#### Listing

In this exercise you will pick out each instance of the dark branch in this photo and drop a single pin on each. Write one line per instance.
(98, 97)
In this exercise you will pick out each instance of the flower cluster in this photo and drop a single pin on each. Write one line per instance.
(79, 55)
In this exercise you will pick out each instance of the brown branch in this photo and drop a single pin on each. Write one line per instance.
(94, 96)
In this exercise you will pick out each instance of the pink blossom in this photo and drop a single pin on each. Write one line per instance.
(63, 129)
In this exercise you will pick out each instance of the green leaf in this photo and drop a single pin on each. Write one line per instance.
---
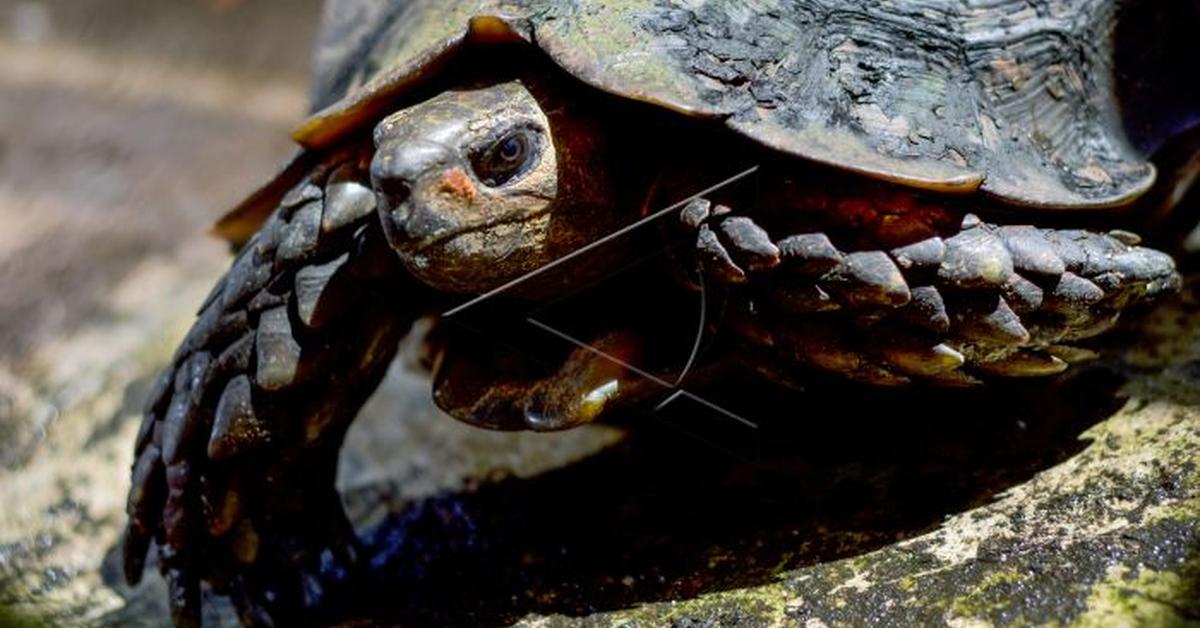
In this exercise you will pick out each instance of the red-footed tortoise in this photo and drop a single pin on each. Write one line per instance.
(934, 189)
--
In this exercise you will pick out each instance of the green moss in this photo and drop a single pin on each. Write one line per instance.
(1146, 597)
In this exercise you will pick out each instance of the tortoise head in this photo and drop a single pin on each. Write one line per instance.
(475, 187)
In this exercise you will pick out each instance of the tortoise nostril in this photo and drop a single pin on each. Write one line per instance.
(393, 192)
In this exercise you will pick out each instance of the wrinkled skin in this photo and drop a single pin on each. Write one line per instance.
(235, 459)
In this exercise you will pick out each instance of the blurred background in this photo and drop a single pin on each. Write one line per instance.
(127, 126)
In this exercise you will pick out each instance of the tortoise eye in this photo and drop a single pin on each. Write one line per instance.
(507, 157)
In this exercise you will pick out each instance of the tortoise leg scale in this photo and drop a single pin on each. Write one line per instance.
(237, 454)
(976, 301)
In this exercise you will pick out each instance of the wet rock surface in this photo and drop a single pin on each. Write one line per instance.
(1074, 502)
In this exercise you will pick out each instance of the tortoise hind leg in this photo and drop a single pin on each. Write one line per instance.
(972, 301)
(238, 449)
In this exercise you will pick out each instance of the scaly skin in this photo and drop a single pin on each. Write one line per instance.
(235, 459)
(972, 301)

#### What is being asked
Find every line in the rows that contains the word "branch" and copy each one out in full. Case counts.

#### Solved exercise
In this exercise you will pick out each instance of the dark branch in this photo and drop a single pin on each. Write one line per instance.
In this exercise you will pick out each instance of the brown branch in this photo and drop a single pin on each. Write one line per instance.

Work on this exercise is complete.